Supplied text »
'''
使用全文搜索以通过laravel查询构建器查找部分单词

Question

I would like to write search query that uses supplied phrase to search a table, return the value that matches any part of the phrase. this code is working, but results are nothing. For example, table have 'abcde', and I searched 'bcd', result is nothing.

protected function fullTextWildcards($term)
{
    return str_replace(' ', '*', $term) . '*';
}

public function index(Request $request, $slug = null)
{
    $query = $slug
        ? \App\Tag::whereSlug($slug)->firstOrFail()->articles()
        : new \App\Article;
    if ($keyword = request()->input('q')) {
        $raw = 'MATCH(title,content) AGAINST(? IN BOOLEAN MODE)';
        $query = $query->whereRaw($raw, [$this->fullTextWildcards($keyword)]);
    }

    $articles=$query->latest()->paginate(10);
    return view('articles.index',compact('articles'));
}

How to chain everything together so I achieve the desired result?
Thanks in advance.

Answer 1

You can just use like in your query to get any matches in a given column. Try this:

public function index(Request $request, $slug = null)
{
  $filter = ['keyword' => $request->q , 'slug' => $slug];

  $articles = \App\Tag::where(function ($q) use ($filter){

    //you can leave this I just put the so the code seems clean
    if ($filter['slug'] !== null) {
      $q->whereSlug($slug);
    }

    if ($filter['keyword']) {

      $keyword  = $this->fullTextWildcards($filter['keyword']);

      //you can use **like** this
      $q->where('title', 'like', "%".$keyword."%")->orWhere('content', 'like',  "%".$keyword."%");
    }

  })->latest()->paginate(10);


  return view('articles.index',compact('articles'));

}

Hope this helps
'''
Aim of the exercise » In the forum thread, what does the asker get when searching for 'bcd' in a table that holds 'abcde'? The material that follows has no connection to the forum thread.

Data block »
'''
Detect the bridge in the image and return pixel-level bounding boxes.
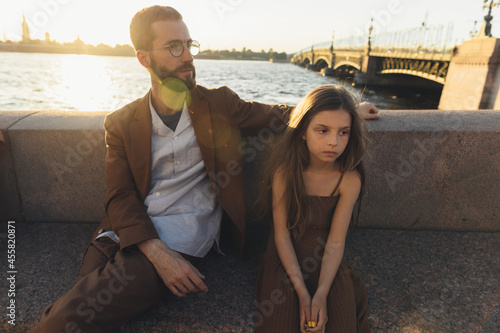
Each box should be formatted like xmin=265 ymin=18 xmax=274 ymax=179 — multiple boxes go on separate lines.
xmin=291 ymin=28 xmax=500 ymax=110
'''
Result of the exercise » Nothing; the search returns no result.